(Passage Opens)

By Sam Blum '18
Just over a year ago, Wesleyan had its first-ever Thon, a marathon dancing event found at many college campuses where students spend hours upon hours on their feet dancing as a means to fundraise for the fight against pediatric cancer. The event's Wesleyan iteration was started by the men's wrestling team and was successful in its own right, raising $10,000 for the Connecticut Children's Medical Center (CCMC) in Hartford . This successful marathon would help set the stage for the even greater triumph that was this year's Wesleyan Thon.
A board member for this year's WesThon, Dana Mitchell '18, was a late addition to last year's event, being asked to participate as part of the women's lacrosse team. As a member of her team, Dana engaged with a draftee of Team Impact, an organization that drafts children with serious illnesses onto collegiate athletic teams. As a means of supporting her adopted teammate's struggle with cancer, Dana attended HuskyTHON, the largest dance marathon of its ilk in the region, which took place at the University of Connecticut on February 18th. "I went to HuskyTHON to support her," said Dana, "and I thought 'Oh my gosh, this is such a great event.' I wanted to get started with this at Wesleyan, and get her to come… so I joined [the board] and worked to get my teammates more involved."
Dana was part of a ten-person organizational board that prepared for the event, which was held at Psi Upsilon on April 8th. Thanks to the passion and hard work of Dana and students like her, the six-hour dance marathon was very successful. "The turnout was amazing," Dana said. "We had over 220 people sign up online, and even more ended up showing up." Amazing is certainly a good word for it; Thon raised over $20,000 for the CCMC. But that wasn't the only great thing Thon was able to accomplish this year.

(Passage Closes)
(Raw data Opens)

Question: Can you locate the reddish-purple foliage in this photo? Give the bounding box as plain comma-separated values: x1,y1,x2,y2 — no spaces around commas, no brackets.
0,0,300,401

(Raw data Closes)

• _Exercise set_:
(a) List every organization or institution named in the article about Wesleyan's Thon, not counting athletic teams or the dance marathon events themselves.
(b) According to the article about Wesleyan's Thon, how much money did this year's event raise for the CCMC?
(c) From the article about Wesleyan's Thon, copy the text starting at "Dana was part" up to and including "accomplish this year.".

• _Answers to the tasks_:
(a)
Wesleyan
Connecticut Children's Medical Center (CCMC)
Team Impact
University of Connecticut
Psi Upsilon

(b) Over $20,000.

(c)
Dana was part of a ten-person organizational board that prepared for the event, which was held at Psi Upsilon on April 8th. Thanks to the passion and hard work of Dana and students like her, the six-hour dance marathon was very successful. "The turnout was amazing," Dana said. "We had over 220 people sign up online, and even more ended up showing up." Amazing is certainly a good word for it; Thon raised over $20,000 for the CCMC. But that wasn't the only great thing Thon was able to accomplish this year.